[Stored dataset items]
───
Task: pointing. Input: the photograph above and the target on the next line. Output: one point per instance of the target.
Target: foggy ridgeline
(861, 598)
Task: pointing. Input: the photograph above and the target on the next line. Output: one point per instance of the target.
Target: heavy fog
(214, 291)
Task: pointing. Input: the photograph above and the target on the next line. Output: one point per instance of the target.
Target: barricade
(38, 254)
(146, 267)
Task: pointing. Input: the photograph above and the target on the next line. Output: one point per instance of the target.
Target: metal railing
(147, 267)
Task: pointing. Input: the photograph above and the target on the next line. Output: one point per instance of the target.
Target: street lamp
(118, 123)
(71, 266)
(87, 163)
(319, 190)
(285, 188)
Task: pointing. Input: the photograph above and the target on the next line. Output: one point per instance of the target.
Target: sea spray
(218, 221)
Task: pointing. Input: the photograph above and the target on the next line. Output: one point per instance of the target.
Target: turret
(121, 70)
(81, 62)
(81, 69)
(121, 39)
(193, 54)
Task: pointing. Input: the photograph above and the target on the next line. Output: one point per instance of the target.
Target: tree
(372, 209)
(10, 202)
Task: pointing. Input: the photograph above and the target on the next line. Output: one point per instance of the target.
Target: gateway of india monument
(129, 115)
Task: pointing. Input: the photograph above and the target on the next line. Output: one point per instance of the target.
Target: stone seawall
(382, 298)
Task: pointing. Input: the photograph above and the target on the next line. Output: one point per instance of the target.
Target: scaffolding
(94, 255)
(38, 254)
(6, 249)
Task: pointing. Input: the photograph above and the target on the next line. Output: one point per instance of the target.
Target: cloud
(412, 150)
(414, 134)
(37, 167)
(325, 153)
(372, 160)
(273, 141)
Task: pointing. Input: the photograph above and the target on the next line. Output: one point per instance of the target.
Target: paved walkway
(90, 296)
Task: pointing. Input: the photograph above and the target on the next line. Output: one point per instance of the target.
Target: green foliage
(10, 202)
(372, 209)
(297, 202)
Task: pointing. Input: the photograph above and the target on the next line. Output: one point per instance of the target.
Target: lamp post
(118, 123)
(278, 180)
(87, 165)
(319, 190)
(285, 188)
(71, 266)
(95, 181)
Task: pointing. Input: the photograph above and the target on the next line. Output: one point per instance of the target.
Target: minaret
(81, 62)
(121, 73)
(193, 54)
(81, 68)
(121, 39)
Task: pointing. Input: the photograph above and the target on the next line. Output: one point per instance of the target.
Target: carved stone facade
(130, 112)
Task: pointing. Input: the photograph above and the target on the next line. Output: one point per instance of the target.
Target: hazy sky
───
### Description of the task
The full set of records should be duplicated exactly.

### Exercise response
Task: pointing. Input: the photograph above and the target on the next line. Output: one point per instance of the target.
Target: foggy ridgeline
(861, 598)
Task: pointing. Input: the photograph above and the target on the next line. Output: one point per instance of the target.
Target: heavy fog
(214, 291)
Task: pointing. Input: the photograph above and the target on the next line. Output: one point per instance of the target.
Target: barricade
(38, 254)
(146, 267)
Task: pointing. Input: the photograph above and the target on the next line. Output: one point per instance of the target.
Target: metal railing
(147, 267)
Task: pointing. Input: the photograph above and the target on the next line. Output: one point per instance of the target.
Target: street lamp
(118, 123)
(71, 266)
(87, 163)
(319, 190)
(285, 188)
Task: pointing. Input: the photograph above and the target on the next line. Output: one point per instance of the target.
Target: sea spray
(218, 221)
Task: pointing. Input: the photograph above and the target on the next line. Output: one point per instance of the target.
Target: turret
(121, 70)
(81, 62)
(81, 69)
(121, 39)
(193, 54)
Task: pointing. Input: the photograph above and the target on the next line. Output: one point per instance of the target.
Target: tree
(372, 209)
(10, 202)
Task: pointing. Input: the photograph above and the target on the next line. Output: one point per instance of the target.
Target: gateway of india monument
(129, 115)
Task: pointing. Input: the photograph above and the target on the next line. Output: one point per instance of the target.
Target: stone seawall
(382, 298)
Task: pointing. Input: the photograph above and the target on the next line. Output: one point per instance of the target.
Target: scaffolding
(94, 255)
(38, 254)
(6, 249)
Task: pointing. Input: the photograph above and the target on the next line. Output: one point per instance of the target.
Target: cloud
(412, 150)
(414, 134)
(37, 167)
(325, 153)
(372, 160)
(273, 141)
Task: pointing. Input: the photograph above and the target on the next line. Output: one point per instance of the target.
Target: paved walkway
(90, 296)
Task: pointing. Input: the photograph above and the target on the next line. Output: one point per instance of the target.
Target: green foliage
(10, 202)
(372, 209)
(297, 202)
Task: pointing. Input: the photograph above and the target on the next line. Output: one point per instance of the target.
Target: lamp post
(118, 123)
(278, 180)
(87, 165)
(319, 190)
(285, 188)
(71, 266)
(95, 181)
Task: pointing. Input: the photograph above and the target on the next line. Output: one point per instance of the target.
Target: minaret
(81, 62)
(121, 73)
(193, 54)
(81, 68)
(121, 39)
Task: pointing. Input: the photograph above and the target on the next line. Output: one point per instance of the target.
Target: carved stone facade
(130, 112)
Task: pointing. Input: the photograph above and the target on the next line. Output: one point per instance of the target.
Target: hazy sky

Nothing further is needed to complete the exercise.